◆ **What to do**: How many lines in the records below contain the string "dark"? Reply with the number alone.

Pointing entries for named objects
* * * * * * *

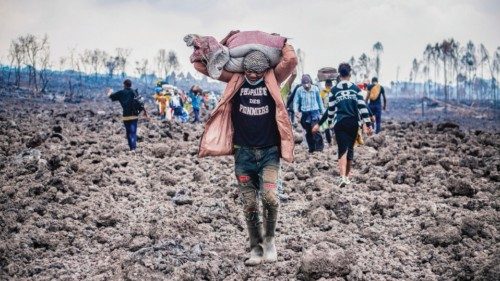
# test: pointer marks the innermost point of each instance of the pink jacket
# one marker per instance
(217, 139)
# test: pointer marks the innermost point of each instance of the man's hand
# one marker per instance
(231, 33)
(315, 129)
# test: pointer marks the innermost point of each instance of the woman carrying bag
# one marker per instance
(346, 112)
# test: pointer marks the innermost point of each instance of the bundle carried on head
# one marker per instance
(327, 73)
(230, 55)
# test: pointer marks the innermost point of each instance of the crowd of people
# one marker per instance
(176, 104)
(254, 121)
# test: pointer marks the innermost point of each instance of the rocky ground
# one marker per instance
(74, 205)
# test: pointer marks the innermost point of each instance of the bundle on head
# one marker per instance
(230, 56)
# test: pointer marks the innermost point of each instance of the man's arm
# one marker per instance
(202, 68)
(287, 63)
(319, 101)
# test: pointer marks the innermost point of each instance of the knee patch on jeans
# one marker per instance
(242, 179)
(270, 198)
(269, 178)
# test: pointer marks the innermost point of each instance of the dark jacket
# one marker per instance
(125, 97)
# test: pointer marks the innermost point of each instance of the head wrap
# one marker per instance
(256, 61)
(306, 79)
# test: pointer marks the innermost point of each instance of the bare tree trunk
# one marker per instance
(445, 87)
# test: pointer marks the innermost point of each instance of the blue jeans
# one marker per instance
(131, 129)
(314, 140)
(196, 112)
(376, 109)
(291, 114)
(257, 172)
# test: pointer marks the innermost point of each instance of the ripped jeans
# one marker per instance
(257, 175)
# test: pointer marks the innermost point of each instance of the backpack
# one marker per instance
(374, 92)
(137, 104)
(291, 96)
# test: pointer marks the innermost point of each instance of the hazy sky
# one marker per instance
(329, 32)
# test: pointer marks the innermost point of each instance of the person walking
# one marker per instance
(375, 92)
(251, 122)
(308, 102)
(131, 105)
(346, 111)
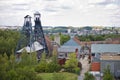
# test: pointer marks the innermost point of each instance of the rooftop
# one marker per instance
(102, 48)
(110, 57)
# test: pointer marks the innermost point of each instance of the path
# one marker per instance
(85, 67)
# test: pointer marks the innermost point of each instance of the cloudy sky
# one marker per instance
(62, 12)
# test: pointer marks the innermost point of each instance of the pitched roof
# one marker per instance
(69, 46)
(102, 48)
(71, 42)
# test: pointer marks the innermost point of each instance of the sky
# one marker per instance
(62, 12)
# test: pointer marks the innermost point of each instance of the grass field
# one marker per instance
(58, 76)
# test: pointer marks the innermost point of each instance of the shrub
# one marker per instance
(89, 76)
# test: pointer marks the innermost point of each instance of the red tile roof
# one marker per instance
(95, 66)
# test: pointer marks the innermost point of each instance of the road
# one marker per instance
(85, 67)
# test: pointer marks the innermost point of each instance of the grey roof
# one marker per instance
(71, 42)
(69, 48)
(102, 48)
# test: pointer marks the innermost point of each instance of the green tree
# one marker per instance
(107, 74)
(89, 76)
(64, 38)
(71, 64)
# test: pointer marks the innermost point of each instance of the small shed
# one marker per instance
(113, 61)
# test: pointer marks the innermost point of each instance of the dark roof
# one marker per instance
(102, 48)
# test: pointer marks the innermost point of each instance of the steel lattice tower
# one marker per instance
(32, 39)
(26, 34)
(38, 32)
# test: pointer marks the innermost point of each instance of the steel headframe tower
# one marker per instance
(38, 32)
(26, 34)
(32, 39)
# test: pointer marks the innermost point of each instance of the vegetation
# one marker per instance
(71, 65)
(47, 66)
(107, 74)
(8, 41)
(97, 37)
(58, 76)
(63, 38)
(89, 76)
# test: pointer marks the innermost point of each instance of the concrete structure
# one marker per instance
(113, 61)
(71, 46)
(57, 39)
(102, 48)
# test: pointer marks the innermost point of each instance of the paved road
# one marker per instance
(85, 67)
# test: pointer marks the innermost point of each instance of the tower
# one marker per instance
(32, 39)
(25, 35)
(38, 32)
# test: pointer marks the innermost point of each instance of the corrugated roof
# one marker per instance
(102, 48)
(71, 42)
(110, 57)
(69, 48)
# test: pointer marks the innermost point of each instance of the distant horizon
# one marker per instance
(59, 26)
(62, 12)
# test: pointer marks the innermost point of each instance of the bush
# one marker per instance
(57, 76)
(89, 76)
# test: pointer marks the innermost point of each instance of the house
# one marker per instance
(71, 46)
(113, 61)
(106, 55)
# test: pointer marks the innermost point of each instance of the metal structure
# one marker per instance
(38, 32)
(26, 34)
(32, 39)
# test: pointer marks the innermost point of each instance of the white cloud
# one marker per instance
(111, 6)
(96, 1)
(61, 12)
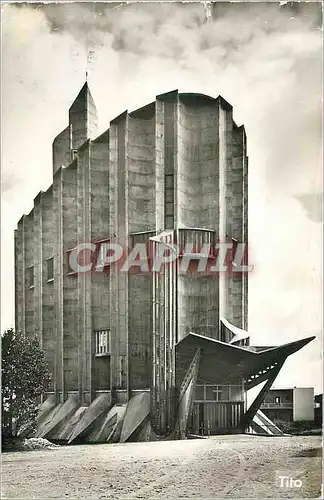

* * * * * * *

◆ **Answer for this exercise**: 2